── The input ──
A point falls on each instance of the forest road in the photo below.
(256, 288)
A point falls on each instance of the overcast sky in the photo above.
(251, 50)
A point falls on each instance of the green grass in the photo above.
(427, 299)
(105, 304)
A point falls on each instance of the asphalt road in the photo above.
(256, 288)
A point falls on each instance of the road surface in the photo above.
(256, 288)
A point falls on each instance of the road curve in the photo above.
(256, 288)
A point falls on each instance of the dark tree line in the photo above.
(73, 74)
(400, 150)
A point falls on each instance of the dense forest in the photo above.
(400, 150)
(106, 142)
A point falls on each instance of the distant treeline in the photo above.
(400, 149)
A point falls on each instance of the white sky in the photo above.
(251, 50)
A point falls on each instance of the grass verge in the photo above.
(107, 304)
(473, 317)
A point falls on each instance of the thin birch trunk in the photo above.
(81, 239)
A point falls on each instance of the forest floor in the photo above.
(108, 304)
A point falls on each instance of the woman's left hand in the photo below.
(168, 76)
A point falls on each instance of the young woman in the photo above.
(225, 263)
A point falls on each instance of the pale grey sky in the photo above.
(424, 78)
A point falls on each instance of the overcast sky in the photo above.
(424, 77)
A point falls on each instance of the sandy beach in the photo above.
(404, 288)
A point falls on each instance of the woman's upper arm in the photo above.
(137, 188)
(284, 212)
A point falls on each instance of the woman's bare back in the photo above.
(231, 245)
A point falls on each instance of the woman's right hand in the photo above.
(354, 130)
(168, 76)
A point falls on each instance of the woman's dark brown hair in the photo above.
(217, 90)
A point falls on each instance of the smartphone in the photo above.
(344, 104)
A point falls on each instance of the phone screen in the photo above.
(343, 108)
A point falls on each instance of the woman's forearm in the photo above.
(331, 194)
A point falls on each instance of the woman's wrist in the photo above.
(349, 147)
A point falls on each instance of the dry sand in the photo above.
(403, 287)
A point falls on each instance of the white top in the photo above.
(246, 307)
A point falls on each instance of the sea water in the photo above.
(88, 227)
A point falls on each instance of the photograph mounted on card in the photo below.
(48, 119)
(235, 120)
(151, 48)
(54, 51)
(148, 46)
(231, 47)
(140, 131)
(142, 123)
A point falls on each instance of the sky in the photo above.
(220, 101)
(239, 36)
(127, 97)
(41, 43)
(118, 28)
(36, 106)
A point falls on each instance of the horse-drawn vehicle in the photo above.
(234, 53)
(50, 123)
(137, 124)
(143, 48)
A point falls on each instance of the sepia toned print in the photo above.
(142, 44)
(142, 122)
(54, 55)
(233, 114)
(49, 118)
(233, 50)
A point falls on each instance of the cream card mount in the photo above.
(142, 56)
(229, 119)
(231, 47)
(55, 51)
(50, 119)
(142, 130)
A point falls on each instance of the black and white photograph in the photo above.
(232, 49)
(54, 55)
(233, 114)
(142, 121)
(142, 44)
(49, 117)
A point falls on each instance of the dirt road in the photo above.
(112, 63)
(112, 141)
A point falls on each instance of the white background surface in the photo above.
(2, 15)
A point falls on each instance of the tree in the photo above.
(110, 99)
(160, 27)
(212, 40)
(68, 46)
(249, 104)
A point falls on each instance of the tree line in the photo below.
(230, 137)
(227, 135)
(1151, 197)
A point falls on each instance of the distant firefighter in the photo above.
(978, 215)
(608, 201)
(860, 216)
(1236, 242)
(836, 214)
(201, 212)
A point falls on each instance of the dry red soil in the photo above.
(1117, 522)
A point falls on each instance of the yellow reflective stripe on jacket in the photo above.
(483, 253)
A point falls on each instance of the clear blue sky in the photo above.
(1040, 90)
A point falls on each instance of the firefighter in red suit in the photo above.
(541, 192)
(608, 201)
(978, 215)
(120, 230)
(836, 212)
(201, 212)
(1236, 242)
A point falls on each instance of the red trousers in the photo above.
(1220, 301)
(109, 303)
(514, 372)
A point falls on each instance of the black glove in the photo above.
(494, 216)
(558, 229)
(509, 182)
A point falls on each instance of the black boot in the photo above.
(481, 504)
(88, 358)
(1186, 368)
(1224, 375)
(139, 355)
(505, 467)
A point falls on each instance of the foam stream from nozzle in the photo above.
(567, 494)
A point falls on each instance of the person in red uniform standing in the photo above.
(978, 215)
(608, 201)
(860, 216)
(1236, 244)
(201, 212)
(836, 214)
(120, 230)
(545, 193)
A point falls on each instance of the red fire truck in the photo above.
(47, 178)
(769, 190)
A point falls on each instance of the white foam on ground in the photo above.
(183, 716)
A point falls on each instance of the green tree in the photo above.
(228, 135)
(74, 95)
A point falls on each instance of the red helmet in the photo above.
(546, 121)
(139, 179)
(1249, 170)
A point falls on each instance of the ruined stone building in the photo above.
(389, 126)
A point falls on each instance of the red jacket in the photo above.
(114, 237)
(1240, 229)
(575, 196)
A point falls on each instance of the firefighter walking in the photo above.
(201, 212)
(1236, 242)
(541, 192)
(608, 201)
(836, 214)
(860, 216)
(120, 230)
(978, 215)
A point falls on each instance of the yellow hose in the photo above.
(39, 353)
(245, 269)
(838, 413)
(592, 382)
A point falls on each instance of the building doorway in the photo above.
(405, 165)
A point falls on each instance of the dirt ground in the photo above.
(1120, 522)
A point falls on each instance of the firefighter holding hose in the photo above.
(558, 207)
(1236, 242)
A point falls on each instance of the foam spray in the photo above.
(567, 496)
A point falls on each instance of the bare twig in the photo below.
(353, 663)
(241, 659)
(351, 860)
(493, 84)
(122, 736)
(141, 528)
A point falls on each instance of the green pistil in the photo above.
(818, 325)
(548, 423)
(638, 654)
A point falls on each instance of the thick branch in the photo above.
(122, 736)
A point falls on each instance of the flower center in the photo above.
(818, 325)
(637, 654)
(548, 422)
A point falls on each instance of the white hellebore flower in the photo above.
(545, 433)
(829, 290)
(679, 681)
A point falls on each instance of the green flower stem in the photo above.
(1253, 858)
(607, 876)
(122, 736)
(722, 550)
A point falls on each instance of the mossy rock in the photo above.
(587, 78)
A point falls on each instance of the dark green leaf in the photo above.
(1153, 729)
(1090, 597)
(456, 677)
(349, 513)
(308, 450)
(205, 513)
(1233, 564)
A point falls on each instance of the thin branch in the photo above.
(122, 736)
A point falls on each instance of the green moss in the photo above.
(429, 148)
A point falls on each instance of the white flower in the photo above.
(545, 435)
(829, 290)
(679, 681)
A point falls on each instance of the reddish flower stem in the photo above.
───
▶ Task objective: Every entry must be output again, exactly as written above.

▶ Answer:
A point falls on each instance of the forest road in the photo below.
(256, 288)
A point falls on each instance of the overcast sky in the photo above.
(251, 50)
A point falls on each instance of the green grass in the photo above.
(427, 299)
(105, 304)
A point falls on each instance of the asphalt road in the photo above.
(256, 288)
A point falls on each instance of the road surface in the photo above.
(256, 288)
A point falls on each instance of the road curve in the photo above.
(256, 288)
A point falls on each instance of the dark tree line in the photo above.
(73, 74)
(400, 150)
A point falls on each instance of the dense forest in the photo above.
(400, 150)
(106, 142)
A point falls on each instance of the distant treeline in the photo above.
(400, 149)
A point falls on each instance of the white sky in the photo above.
(251, 50)
A point falls on each instance of the grass verge in the photo above.
(107, 304)
(473, 317)
A point falls on each instance of the thin birch trunk in the photo above.
(81, 239)
A point falls on each instance of the forest floor in the photo above.
(108, 304)
A point falls on each instance of the woman's left hand in the photo below.
(168, 76)
A point falls on each instance of the young woman in the photo above.
(225, 263)
A point falls on each instance of the pale grey sky in the photo above.
(424, 78)
A point falls on each instance of the overcast sky in the photo above.
(424, 77)
A point falls on each instance of the sandy beach in the photo above.
(404, 288)
A point falls on each instance of the woman's upper arm in the photo above.
(137, 188)
(284, 212)
A point falls on each instance of the woman's bare back in the photo above.
(231, 245)
A point falls on each instance of the woman's right hand in the photo above.
(354, 130)
(168, 76)
A point falls on each instance of the woman's dark brown hair in the photo above.
(217, 90)
A point falls on each instance of the smartphone in the photo above.
(344, 104)
A point falls on each instance of the phone screen in the photo above.
(343, 108)
A point falls on each instance of the woman's forearm in the photo above.
(331, 194)
A point falls on each instance of the woman's wrist in the photo above.
(349, 147)
A point falls on each instance of the dry sand in the photo above.
(403, 287)
A point falls on each instance of the white top in the photo above.
(246, 307)
A point falls on each instance of the sea water in the photo above.
(88, 227)
A point falls on each instance of the photograph mounted on card in the photo below.
(48, 119)
(235, 120)
(151, 48)
(54, 51)
(148, 46)
(231, 47)
(140, 131)
(142, 123)
A point falls on each instance of the sky in the photo above.
(220, 101)
(239, 36)
(127, 97)
(41, 43)
(118, 28)
(36, 106)
A point falls on each instance of the horse-drawn vehicle in the photo above.
(234, 53)
(50, 123)
(137, 124)
(143, 48)
A point falls on each instance of the sepia toned print in the photo above.
(142, 44)
(142, 122)
(54, 55)
(233, 114)
(49, 118)
(233, 50)
A point falls on each instance of the cream card mount in the photo above.
(142, 56)
(229, 119)
(231, 47)
(55, 51)
(50, 119)
(142, 130)
A point falls on each instance of the black and white photograph in the photo above.
(232, 49)
(54, 55)
(233, 114)
(142, 121)
(142, 44)
(49, 117)
A point falls on each instance of the dirt road in the photo above.
(112, 63)
(112, 141)
A point falls on each instance of the white background surface in the photo above.
(2, 15)
A point falls on each instance of the tree in the photo above.
(110, 99)
(160, 27)
(212, 40)
(68, 46)
(249, 104)
A point falls on each instance of the tree line in the photo below.
(230, 137)
(227, 135)
(1151, 197)
A point falls on each instance of the distant firefighter in the photo above.
(978, 215)
(608, 201)
(860, 216)
(1236, 242)
(836, 214)
(201, 212)
A point falls on each instance of the dry red soil in the photo above.
(1117, 522)
A point falls on each instance of the yellow reflective stripe on jacket in the photo above.
(483, 253)
A point falls on each instance of the clear blue sky in the photo above.
(1040, 90)
A point falls on each instance of the firefighter in red suit in the photo above.
(541, 192)
(608, 201)
(978, 215)
(120, 230)
(836, 212)
(201, 212)
(1236, 242)
A point falls on each instance of the red trousers in the photo above.
(1220, 301)
(109, 303)
(514, 372)
A point falls on each instance of the black glove in the photo above.
(494, 216)
(558, 229)
(509, 182)
A point falls on each instance of the black boot in the photo above.
(481, 504)
(88, 358)
(1186, 368)
(1224, 375)
(139, 355)
(505, 467)
A point falls on each instance of the foam stream from nozzle in the photo above.
(567, 494)
A point falls on each instance of the person in red uniform standing in the photo above.
(978, 215)
(608, 201)
(860, 216)
(1236, 244)
(201, 212)
(836, 214)
(120, 230)
(545, 193)
A point falls on each instance of the red fire truck in the photo above.
(47, 178)
(769, 190)
A point falls on each instance of the white foam on ground in the photo above.
(183, 716)
A point falls on each instance of the green tree in the photo above.
(228, 135)
(74, 95)
A point falls on each instance of the red helmet in the photo above.
(546, 121)
(139, 179)
(1249, 170)
A point falls on each instance of the ruined stone building in the photo above.
(389, 126)
A point falls on each instance of the red jacket in the photo above.
(114, 237)
(1240, 229)
(575, 196)
A point falls on each instance of the firefighter walking in the photo above.
(201, 212)
(1236, 242)
(541, 192)
(608, 201)
(836, 214)
(860, 216)
(120, 230)
(978, 215)
A point falls on each instance of the yellow hose in the photo above.
(39, 353)
(245, 269)
(838, 413)
(592, 382)
A point falls on each instance of the building doorway in the photo above.
(405, 165)
A point falls on each instance of the dirt ground in the photo above.
(1120, 522)
A point falls on each instance of the firefighter holding hose in the photo above.
(558, 207)
(1236, 242)
A point falls on each instance of the foam spray in the photo above.
(567, 496)
A point falls on each instance of the bare twig in the photo below.
(353, 663)
(241, 659)
(351, 860)
(493, 84)
(122, 736)
(141, 528)
A point falls on each instance of the green pistil in the photo above.
(818, 325)
(548, 423)
(638, 654)
A point falls on each instance of the thick branch in the photo above.
(122, 736)
A point falls on each instance of the flower center in the photo above.
(818, 325)
(637, 654)
(548, 422)
A point falls on each instance of the white hellebore flower in the photo above.
(545, 433)
(829, 290)
(679, 681)
A point falls on each instance of the green flower stem in the photo above.
(1253, 858)
(607, 876)
(122, 736)
(722, 550)
A point falls on each instance of the mossy rock in the photo above.
(587, 78)
A point falls on each instance of the dark green leaf in the photo above.
(1153, 729)
(1090, 597)
(456, 677)
(349, 513)
(308, 450)
(205, 513)
(1233, 564)
A point falls on each instance of the thin branch in the photo above.
(122, 736)
A point falls on each instance of the green moss in the photo above.
(429, 148)
A point falls on each instance of the white flower in the photo above.
(545, 435)
(829, 290)
(679, 681)
A point falls on each instance of the reddish flower stem in the photo above.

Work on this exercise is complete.